Extracted text –

Hospitals and Anonymous Blogging: An Update of the Paris Regional Medical Center Lawsuit

Hospitals and Anonymous Blogging: An Update of the Paris Regional Medical Center Lawsuit

Just pick up the latest news from Greg Piche of the Holland & Hart Healthcare Law Blog about the pending libel lawsuit against an anonymous blogger filed by Paris Regional Medical Center, a subsidiary of Essent. For some background on the case check out Jeff Drummond's past post Hospital Sues Blogger.

The libel lawsuit filed last year by Paris Regional Medical Center seeks the unmasking of an anonymous blogger and nine other anonymous contributors or commentators on his/her blog.

The hospital sought the identity of the anonymous bloggers from Suddenlink who balked at disclosing the identity of the anonymous blogger until he/she was given notice and an opportunity to object. As a result the anonymous blogger appeared through an attorney and objected which were rejected by the trial court.

However, on appeal to the Court of Appeals for the Sixth Appellate District of Texas at Texarkana, In re: Does 1-10, No. 06-07-00123-CV (Dec 12, 2007) followed the standard set out in Doe. V. Cahill, 884 A 2d 451 (De. 2005), granted the writ of mandamus and ordered the trial court to vacate its order requiring Suddenlink to disclose the name and address of the anonymous blogger. Basically, the court sustained the anonymous bloggers First Amendment rights of free speech until such time as the hopsital can show in a hearing at the trial court level that it has actually been damaged by the content of the blog.

Data block –
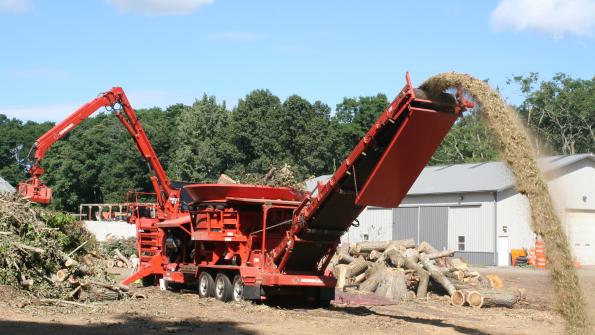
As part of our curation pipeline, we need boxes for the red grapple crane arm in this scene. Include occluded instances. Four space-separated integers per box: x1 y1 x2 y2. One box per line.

Tasks and exercises –
- A) Write out the stretch of the post on the Paris Regional Medical Center lawsuit from "Just pick up" through "Hospital Sues Blogger.".
- B) According to the post on the Paris Regional Medical Center lawsuit, why did the anonymous blogger appear through an attorney and object?

Answers for the tasks –
- A)
Just pick up the latest news from Greg Piche of the Holland & Hart Healthcare Law Blog about the pending libel lawsuit against an anonymous blogger filed by Paris Regional Medical Center, a subsidiary of Essent. For some background on the case check out Jeff Drummond's past post Hospital Sues Blogger.

- B) When the hospital sought the blogger's identity from Suddenlink, Suddenlink refused to disclose it until the blogger had been given notice and an opportunity to object. As a result, the blogger appeared through an attorney and objected.